**What you need to do:**
Could you continue the piece on paper certificates of insurance from the point where it stops?

**Supplied text:**
--------------------

Now that she’s back to living a full and active life, a technician has come to her home to set up a device that communicates with her pacemaker. It monitors information on her, the pacemaker and her vitals. On a daily basis, this information is collected and forwarded to her doctor via a secure website.
The insurance industry has invested untold billions in technology, and who knows where hand-held devices, wearables, wireless high-speed communications, etc. will eventually take us? But there is one boat anchor of a technology that is dragging down speed, accuracy and efficiency while adding cost and waste.
That technology is the ubiquitous paper form.
Like any form, certificates of insurance are D.O.A. (dead on arrival). Now this might sound harsh, but the reality is that forms are created with information as of a point of time. Because the form is cut off from any possible changes or updates, the cert is potentially out of date by the time it’s delivered.
A host of possible changes and informational updates can invalidate the cert. Mid-term endorsement, renewal, changes in limits or forms, cancellation for non-payment and AM Best rating downgrades are but a few of the possible changes that can nullify the cert.
It makes absolutely no difference how the form was created (agency, company or third-party software and service providers), everyone creates D.O.A. forms. The delivered method is also irrelevant: Paper, fax, web address link, mobile phone, table, PDF and other digital images all have exactly the same problem.
The fact that forms are not plugged into and alive with information pronounces them D.O.A. There is no continuing re-verification of the policy status in conjunction with the needs of the insured and the third-party that needs verification of coverage.
Islands of Misinformation
There are four stakeholders involved in any proof of insurance, and they are isolated on individual information islands. The carrier, agent, insured and third party are involved with the certificate, yet no one can monitor or have control over the entire process. Each organization has its own needs and desires and its own email system. There are also no controls, follow-ups or monitoring of the process. Everyone hits the ubiquitous “reply all” email command, creating an unintelligible spaghetti string of text that is unmanageable and unintelligible.

--------------------

**Data extract:**
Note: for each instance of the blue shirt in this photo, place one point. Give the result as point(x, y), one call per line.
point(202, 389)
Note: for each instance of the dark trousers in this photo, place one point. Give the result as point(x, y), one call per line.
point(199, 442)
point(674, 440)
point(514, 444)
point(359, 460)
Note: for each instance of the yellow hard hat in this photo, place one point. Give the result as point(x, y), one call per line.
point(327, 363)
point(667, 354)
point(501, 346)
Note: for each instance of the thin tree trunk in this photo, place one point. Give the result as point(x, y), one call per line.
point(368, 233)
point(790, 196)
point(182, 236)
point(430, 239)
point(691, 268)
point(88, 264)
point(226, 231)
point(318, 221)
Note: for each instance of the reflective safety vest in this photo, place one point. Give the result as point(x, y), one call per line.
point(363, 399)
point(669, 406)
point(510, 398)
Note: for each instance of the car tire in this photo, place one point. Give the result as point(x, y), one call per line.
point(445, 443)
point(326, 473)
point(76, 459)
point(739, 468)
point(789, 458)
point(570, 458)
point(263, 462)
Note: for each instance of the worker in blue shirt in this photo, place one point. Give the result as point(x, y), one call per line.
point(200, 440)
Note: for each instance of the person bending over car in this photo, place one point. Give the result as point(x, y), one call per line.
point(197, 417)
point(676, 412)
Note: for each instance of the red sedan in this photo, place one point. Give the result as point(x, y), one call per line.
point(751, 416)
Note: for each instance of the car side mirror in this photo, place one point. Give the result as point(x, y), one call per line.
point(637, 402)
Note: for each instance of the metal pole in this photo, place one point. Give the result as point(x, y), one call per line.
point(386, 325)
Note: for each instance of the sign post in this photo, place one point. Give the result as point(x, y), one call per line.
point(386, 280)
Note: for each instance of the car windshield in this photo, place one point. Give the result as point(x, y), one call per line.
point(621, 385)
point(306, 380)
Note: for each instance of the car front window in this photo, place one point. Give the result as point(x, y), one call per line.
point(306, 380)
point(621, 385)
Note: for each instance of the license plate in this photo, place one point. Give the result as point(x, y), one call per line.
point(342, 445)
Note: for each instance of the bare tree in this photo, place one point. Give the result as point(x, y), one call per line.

--------------------

**Answer below:**
Business and insurance islands are not known or documented at the beginning of the process. Requirements normally leak out during the process, wasting precious time and money while raising frustration.
I’m familiar with an agency that diligently and professionally worked to get a cert out for a client. Everyone was happy when the process was finished — then the third party sent out yet one more notification, saying the use of “N/A” for “Not Applicable” was not acceptable and needed to be changed to “N.A.” Time and good manners do not permit me to retell the loud and colorful commentary that was heard throughout the agency for a good 15 minutes.
It will take significantly more than a smart mobile device or cloud-based system to solve the systemic problems once-and-for-all. There needs to be a fundamental shift in the way the industry thinks about proof of insurance.
We need to declare the certificate D.O.A. and move toward a data-driven digital solution of the sort we have developed at GAPro: a single source where insurance information is automatically housed, updated on a daily basis and integrated with data from all stakeholders in the insurance ecosystem. Carriers send electronic versions of policy transaction data and attached forms for new, renewal, mid-term change, cancellation, reinstatement and billing status to GAPro. GAPro stores and matches policy and form information with data from other insurance-related resources, including AM Best, agency licensing and other sources. Risk profile information describing the insurance business and content needs of agents, insureds and third parties is collected and integrated on a per-policy basis.